■ EXCERPTED TEXT
Migrating Data from Hudi to MRS with CDM

Scenarios

Cloud Data Migration (CDM) is an efficient and easy-to-use service for batch data migration. Leveraging cloud-based big data migration and intelligent data lake solutions, CDM offers user-friendly functions for migrating data and integrating diverse data sources into a unified data lake. These capabilities simplify the complexities of data source migration and integration, significantly enhancing efficiency.

This section describes how to migrate data from Hudi clusters in an on-premises IDC or on a public cloud to Huawei Cloud MRS.

Solution Architecture

Based on the big data migration to the cloud and intelligent data lake solution, CDM provides easy-to-use migration capabilities and capabilities of integrating multiple data sources to the data lake, reducing the complexity of data source migration and integration and effectively improving the data migration and integration efficiency.

CDM supports both full migration and incremental migration. When CDM file migration is used, you can implement full migration by copying files. When CDM file migration is used, you can implement incremental migration by setting Duplicate File Processing Method to Skip.

Figure 1 shows the solution for using CDM to migrate Hudi data to an MRS cluster.

Figure 1 Hudi data migration
Click to enlarge

Solution Advantages

Easy-to-use: The wizard-based development interface eliminates the need for manual programming, allowing you to create migration tasks through intuitive, step-by-step configurations within minutes.
High migration efficiency: Built on a distributed computing framework, the system significantly boosts data migration and transmission performance. It also features targeted optimizations for writing to specific data sources, ensuring faster and more efficient data transfers.
Real-time monitoring: You stay informed throughout the migration process with automatic real-time monitoring, alarm reporting, and notifications.

Impact on the System

During the migration, data inconsistency may occur if the changes on the Hudi files in the source cluster are not timely synchronized to the destination cluster. You can use the verification tool to identify inconsistent data, and migrate or add the data.
The migration may cause the performance of the source cluster to deteriorate, increasing the response time of source services. It is recommended that you migrate data during off-peak hours and properly configure resources, including compute, storage, and network resources, in the source cluster to ensure that the cluster can handle the migration workloads.

Notes and Constraints

Migrating a large volume of data has high requirements on network communication. When a migration task is executed, other services may be adversely affected. You are advised to migrate data during off-peak hours.
This section uses Huawei Cloud CDM 2.9.2.200 as an example to describe how to migrate data. The operations may vary depending on the CDM version. For details, see the operation guide of the required version.

■ RECORDED DATA
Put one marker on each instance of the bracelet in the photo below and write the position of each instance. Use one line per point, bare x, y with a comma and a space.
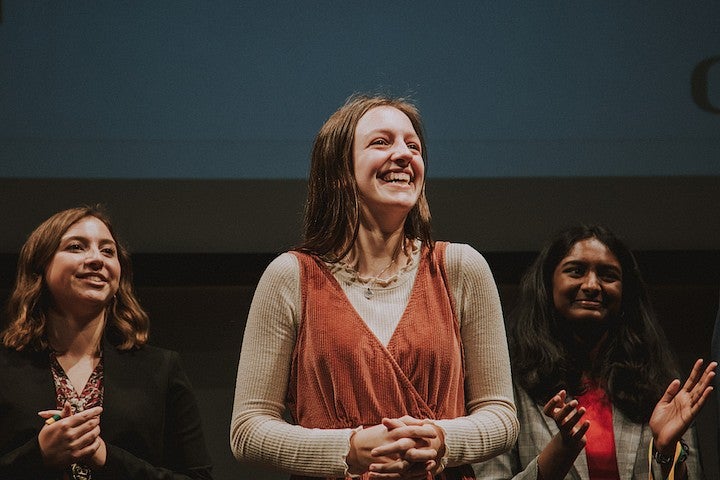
667, 459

■ SHORT TASK A
Quote the Hudi-to-MRS migration guide word for word, from "Notes and Constraints" up to and including "the required version.".
■ SHORT TASK B
Extend the Hudi-to-MRS migration guide from its final sentence onward.
The data has no role here.

■ TASK RESULT A
Notes and Constraints

Migrating a large volume of data has high requirements on network communication. When a migration task is executed, other services may be adversely affected. You are advised to migrate data during off-peak hours.
This section uses Huawei Cloud CDM 2.9.2.200 as an example to describe how to migrate data. The operations may vary depending on the CDM version. For details, see the operation guide of the required version.

■ TASK RESULT B
For details about the data sources supported by CDM, see Supported Data Sources. If the data source is Apache HDFS, the recommended version is 2.8.X or 3.1.X. Before performing the migration, ensure that the data source supports migration.

Prerequisites

The source and destination clusters can communicate with CDM.
Before starting the migration, you need to identify the tables to be migrated. For metadata-defined tables, you have obtained the database name and table name. For path-defined tables, you have obtained the table path.

Migrating Existing Hudi Data Using CDM

Log in to the CDM console.
Create a CDM cluster. The security group, VPC, and subnet of the CDM cluster must be the same as those of the destination MRS cluster to ensure that the CDM cluster can communicate with the MRS cluster.
On the Cluster Management page, locate the row containing the desired cluster and click Job Management in the Operation column.
On the Links tab page, click Create Link.
Add a link to the source cluster by referring to Creating a Link Between CDM and a Data Source. Select a connector based on your cluster. For example, select Apache Hadoop. For details about link parameters, see Apache HDFS.

Figure 2 Link to the source cluster
On the Links tab page, click Create Link.
Add a link to the destination cluster by referring to Creating a Link Between CDM and a Data Source. Select a connector based on your cluster. For example, select MRS HDFS. For details about link parameters, see MRS HDFS.

Figure 3 Link to the destination cluster
Choose Job Management and click the Table/File Migration tab. Then, click Create Job.
Select the source and destination links.
- Job Name: Enter a custom job name, which can contain 1 to 256 characters consisting of letters, underscores (_), and digits.
- Source Link Name: Select the HDFS link of the source cluster. Data is exported from this link when the job is running.
- Destination Link Name: Select the HDFS link of the destination cluster. Data is imported to this link when the job is running.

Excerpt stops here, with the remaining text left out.